Leaving out every picture, output the records below exactly as they are.
-- Opening Marker --
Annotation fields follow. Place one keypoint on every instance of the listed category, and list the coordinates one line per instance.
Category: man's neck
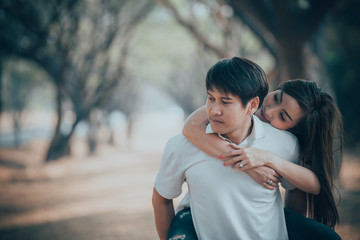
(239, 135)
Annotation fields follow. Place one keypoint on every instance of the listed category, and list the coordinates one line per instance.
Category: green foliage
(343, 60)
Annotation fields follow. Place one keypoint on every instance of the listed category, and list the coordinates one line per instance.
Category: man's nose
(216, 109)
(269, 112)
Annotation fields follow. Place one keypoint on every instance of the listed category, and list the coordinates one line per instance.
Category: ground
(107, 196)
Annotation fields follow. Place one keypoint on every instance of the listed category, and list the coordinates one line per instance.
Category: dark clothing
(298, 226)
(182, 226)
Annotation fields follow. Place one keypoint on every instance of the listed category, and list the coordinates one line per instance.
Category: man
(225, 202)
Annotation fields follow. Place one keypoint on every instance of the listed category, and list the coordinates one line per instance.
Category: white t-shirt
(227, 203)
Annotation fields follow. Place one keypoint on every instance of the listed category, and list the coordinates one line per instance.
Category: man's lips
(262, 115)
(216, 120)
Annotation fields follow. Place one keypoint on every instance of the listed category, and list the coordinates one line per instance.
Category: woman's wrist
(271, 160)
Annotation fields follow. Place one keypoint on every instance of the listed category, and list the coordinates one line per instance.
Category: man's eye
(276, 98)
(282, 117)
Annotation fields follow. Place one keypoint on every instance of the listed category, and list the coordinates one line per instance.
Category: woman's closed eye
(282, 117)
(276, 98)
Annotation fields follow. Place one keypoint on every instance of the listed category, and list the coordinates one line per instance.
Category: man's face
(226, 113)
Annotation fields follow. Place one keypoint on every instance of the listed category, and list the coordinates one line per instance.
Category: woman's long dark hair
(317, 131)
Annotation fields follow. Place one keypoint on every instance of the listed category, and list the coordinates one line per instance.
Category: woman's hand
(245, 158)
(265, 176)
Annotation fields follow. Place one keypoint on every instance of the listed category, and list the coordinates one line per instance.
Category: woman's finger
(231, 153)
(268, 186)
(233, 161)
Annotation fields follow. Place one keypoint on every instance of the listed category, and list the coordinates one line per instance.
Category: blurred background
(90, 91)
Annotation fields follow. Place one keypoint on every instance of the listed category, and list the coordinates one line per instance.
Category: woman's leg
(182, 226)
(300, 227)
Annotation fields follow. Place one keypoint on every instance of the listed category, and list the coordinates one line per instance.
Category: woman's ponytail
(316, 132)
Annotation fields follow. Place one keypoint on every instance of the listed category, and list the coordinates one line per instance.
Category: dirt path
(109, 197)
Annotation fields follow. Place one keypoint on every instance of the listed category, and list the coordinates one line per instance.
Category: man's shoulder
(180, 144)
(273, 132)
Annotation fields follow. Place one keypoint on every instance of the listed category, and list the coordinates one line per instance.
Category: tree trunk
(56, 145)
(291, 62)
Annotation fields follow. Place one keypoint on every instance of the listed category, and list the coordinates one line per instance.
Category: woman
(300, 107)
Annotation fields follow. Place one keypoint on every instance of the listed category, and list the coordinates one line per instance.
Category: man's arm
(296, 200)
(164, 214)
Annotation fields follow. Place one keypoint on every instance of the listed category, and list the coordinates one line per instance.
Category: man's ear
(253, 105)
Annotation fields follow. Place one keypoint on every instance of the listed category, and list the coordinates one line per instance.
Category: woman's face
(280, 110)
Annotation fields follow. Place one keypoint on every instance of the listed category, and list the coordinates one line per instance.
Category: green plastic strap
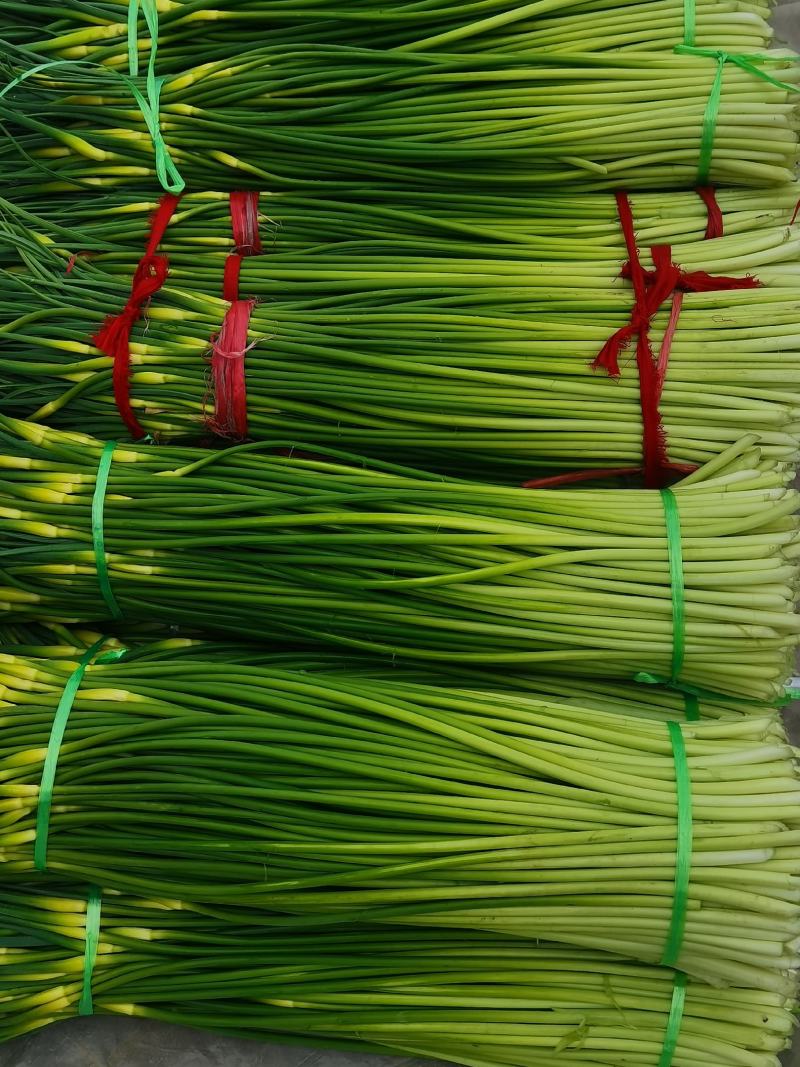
-- Closing Marker --
Result:
Annotation fields follow. Place one keypoint on every instance of the listed category, and list the coordinates one line per instance.
Category: man's neck
(239, 135)
Annotation fields follow. Place one keypoint on every instance of the listed category, and list the coordinates one line per instance.
Category: green foliage
(343, 60)
Annotation fields follow. Place one keypoint on every instance of the listed category, and list the coordinates one line per instance.
Category: man's nose
(216, 109)
(269, 112)
Annotation fields follow. Place one keypoint on every instance of the listed category, and list the coordinates one line per instance.
Category: ground
(107, 196)
Annotation fields follow. Place one keypoint on every instance of the listed category, and list the coordinates one line per instance.
Category: dark clothing
(298, 226)
(182, 226)
Annotation fields follow. Place one keypoint on every instance of the listed category, and list the coordinates one line per instance.
Category: man
(225, 202)
Annotation fields follow. Place one keypoint on every instance of the listed category, and list the coordinates one line per instance.
Category: white t-shirt
(227, 203)
Annotation fields follow. Place one keypoint on every instance of the listed category, and list the coordinates one line per instance.
Category: man's lips
(262, 115)
(216, 120)
Annotation fields follow. Place one keypoint on every instance of the listed category, and list the coordinates one line per instance.
Category: woman's wrist
(271, 160)
Annotation fields follow. Place one keypoint on every instance of the listed category, and list the coordinates one line per instance.
Category: man's eye
(276, 98)
(282, 117)
Annotation fields follow. Place one keypoint on every instance of the listed category, and list the coordinates one line per instance.
Category: woman's closed eye
(282, 117)
(276, 98)
Annotation fields follow. Place one keypoint on every instance of the listed category, and list the coordinates one line per instance.
Category: man's face
(226, 113)
Annotation fields follow. Place one keypoint on every instance of the listed category, and list the coordinates one line per instance.
Category: woman's long dark hair
(317, 131)
Annotation fields follow. Place one keypoint on every instance of the listed category, and list the coordinates one line per instance.
Category: woman's hand
(245, 158)
(265, 176)
Annotation fields follow. Place one keypoint on every instance of the listed category, and list the coordinates one line per instance.
Category: woman's finger
(231, 153)
(268, 186)
(233, 161)
Annotation fields follow. Place one keypoint on every instance of the listed category, and list the coordinates one line per instance.
Category: blurred background
(90, 91)
Annotation fields follow. Place one keypoint on every instance of the listed category, and list the coordinates one line per instance.
Category: woman's leg
(182, 226)
(300, 227)
Annotation fields follow. Place one keypoint on every instance of the listed category, and list the coordinates one line per instance.
Category: woman's ponytail
(316, 132)
Annotation fields follow. Place one keypoint on every instance of the listed category, and list the coordinates one line per instance.
Category: dirt path
(109, 197)
Annotation fields follow. Place one keypoint on every instance of the listed category, and list the coordinates one line per instance.
Category: man's shoulder
(180, 144)
(273, 132)
Annotation fields follow. Place one keypoint on every instance of the listed category, and list the coordinates one line per instance.
Category: tree trunk
(56, 145)
(291, 62)
Annotation fields follow. Place one keypoint on every instance of the listed category, and list the coordinates one line per instance.
Category: woman
(300, 107)
Annotation fields follow. Place one keypoint on every instance of the listed category, and list the coordinates one line per instance.
Category: man's arm
(296, 200)
(164, 214)
Annotation fields follow. Place one keypoint on every instance of the listed category, and list the coordinates one line per instance.
Category: man's ear
(253, 105)
Annotation fields follow. Place one keypoint on every instance of the listed category, and list the coordinates one line per instance.
Category: woman's face
(280, 110)
Annotation fields follow. Place one keypoint on every instance of the listed category, and list the coordinates one line per instance.
Category: green plastic strap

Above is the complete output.